Dear ghost of implicit bias… | Caro fantasma do preconceito inconsciente…

Bárbara Cruvinel Santiago
accent
Published in
11 min readDec 27, 2016

By Bárbara Cruvinel Santiago, PC’17

Bárbara Cruvinel Santiago PC’17 describes how her life as a female Physics major has more similarities to Brazilian politics than one would expect. In order to do that, she writes a letter to the “ghost of implicit bias”.

ORIGINAL

Caro Preconceito Inconsciente,

Tem muito pouco de mim em física, mesmo que haja muito de física, o curso que escolhi na universidade, dentro de mim. Também há pouco de mim na política, em posições na indústria, nas Nações Unidas. Em resumo, há pouco de mim em muitas coisas. Porque eu sou mulher. Mas, com a certeza de que todos os seres humanos são igualmente capazes, tem que haver algo que faça com que, em pleno século XXI, tantas pessoas não sejam representadas em esferas políticas, sociais ou profissionais. Você, Preconceito Inconsciente, é uma das principais razões por tudo isso acontecer. É por isso que eu lhe escrevo esta carta.

Quando eu era criança, eu li os livros da série Harry Potter. Neles, viviam testrálios, criaturas mágicas que só podiam ser enxergadas por aqueles que já viram a morte. Você é como um desses testrálios, porque só consegue lhe ver quem já foi afetado pela sua presença. Se me permite dizer, para mim, você é um fantasma que assombra a minha vida, o fantasma do preconceito inconsciente. Você faz com que a minha vida estudando física seja mais complicada do que deveria ser e que a minha representação na política do meu próprio país seja quase nula. Isso pode não fazer muito sentido para você agora, mas deixe que eu me explique.

........

* [INSTRUÇÃO 1]: Segundo a carta ao preconceito inconsciente, por que a autora compara esse preconceito aos testrálios? Explique em até três frases.

........

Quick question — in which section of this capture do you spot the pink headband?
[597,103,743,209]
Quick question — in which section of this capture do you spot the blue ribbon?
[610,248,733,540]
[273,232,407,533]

........

* [INSTRUÇÃO 2]: Devolva todas as linhas da listagem que contêm a sequência "capture".

* [RESULTADO CORRETO 1]: Os testrálios, criaturas mágicas dos livros da série Harry Potter, só podiam ser enxergados por quem já tinha visto a morte. Da mesma forma, o preconceito inconsciente só é visto por quem já foi afetado pela sua presença.

* [RESULTADO CORRETO 2]:
Quick question — in which section of this capture do you spot the pink headband?
Quick question — in which section of this capture do you spot the blue ribbon?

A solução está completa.